▶ _Aim of the exercise_
Below are some records. Pull every line that contains the word "green".
====
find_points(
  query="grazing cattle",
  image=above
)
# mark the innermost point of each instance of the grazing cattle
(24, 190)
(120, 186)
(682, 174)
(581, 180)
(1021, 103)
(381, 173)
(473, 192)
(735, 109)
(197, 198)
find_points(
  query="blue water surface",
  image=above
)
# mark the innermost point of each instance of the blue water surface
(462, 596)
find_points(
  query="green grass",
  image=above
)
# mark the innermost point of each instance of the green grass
====
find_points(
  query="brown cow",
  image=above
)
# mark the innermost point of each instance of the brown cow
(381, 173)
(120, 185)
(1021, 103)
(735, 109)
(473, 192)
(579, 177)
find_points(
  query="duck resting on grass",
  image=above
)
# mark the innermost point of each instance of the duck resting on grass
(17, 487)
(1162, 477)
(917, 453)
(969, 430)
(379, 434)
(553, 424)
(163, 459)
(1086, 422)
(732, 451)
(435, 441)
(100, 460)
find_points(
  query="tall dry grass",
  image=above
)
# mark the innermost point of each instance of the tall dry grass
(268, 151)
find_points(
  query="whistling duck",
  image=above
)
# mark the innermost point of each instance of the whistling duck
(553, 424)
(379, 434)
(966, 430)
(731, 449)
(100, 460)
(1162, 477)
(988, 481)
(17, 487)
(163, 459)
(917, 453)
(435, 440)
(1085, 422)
====
▶ _Solution to the problem_
  query="green grass",
# mark the innermost point of each instance of the green grass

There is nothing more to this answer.